TASK REQUIREMENTS ::
1. Edit the seminar announcement from "Date: Tuesday, 2nd" to "and Life Sciences.", replacing "seminar" with "lecture".
2. Pick up the seminar announcement after its last sentence and carry it further.

TEXT EXCERPT ::
☆ ☆ ☆

Interactions with natural fibres and the body’s basic building blocks

Date: Tuesday, 2nd September 2025, 15:30-17:00

Location: This seminar is in person only in D01-201, School of Chemical Engineering, Ocean and Life Sciences.

Main Speaker:

Prof. Cameron Brown is chair in Biomedical Engineering and Director of the Medical Engineering Research Facility at the Queensland Univers ity of Technology (QUT), Australia. He has previously worked at INRS, Università di Roma Tor Vergata, and the University of Oxford, where he spent the majority of his research career. Prof. Brown’s research is led through the Photonics and Mechanics of Biomedical Materials Group, with an interest in the structure-property-function relationships in biological materials and systems, and the synthetic materials that interact with them. His group uses experimental and computational tools to help understand these relationships in a range of biomedical materials such as spider silk and ivory, human cells and tissues, and the synthetic materials and surfaces used in medicine. In addition to basic science research, the group is involved in a number of translational activities with a focus on the musculoskeletal system, including the development of nano/microrockets for surgery, optics-based treatment devices, and component technologies for surgical robotics.

☆ ☆ ☆

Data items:
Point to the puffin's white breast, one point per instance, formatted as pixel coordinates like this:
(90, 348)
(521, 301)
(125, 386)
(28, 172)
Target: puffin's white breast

☆ ☆ ☆

ANSWERS ::
1.
Date: Tuesday, 2nd September 2025, 15:30-17:00

Location: This lecture is in person only in D01-201, School of Chemical Engineering, Ocean and Life Sciences.

2.
Abstract:

Nature abounds with interesting materials, many of which are to be found in our own bodies. Here, we will explore the structure-property relationships that deliver function in two outstanding materials of the natural world: spider silk and collagen. Spider silk, one of the toughest natural materials known, is recyclable, biodegradable, and produced with green chemistry, all at the energetic cost of an insect dinner. Collagen, in contrast, is exceptional in its multifunctionality, forming the basic building block of mammalian tissues such as skin, bone, tendon, cartilage, teeth and even our eyes. Having examined the fibre level properties, we will take a little time to look at higher levels of hierarchy and how we might understand and interact with the structures we see.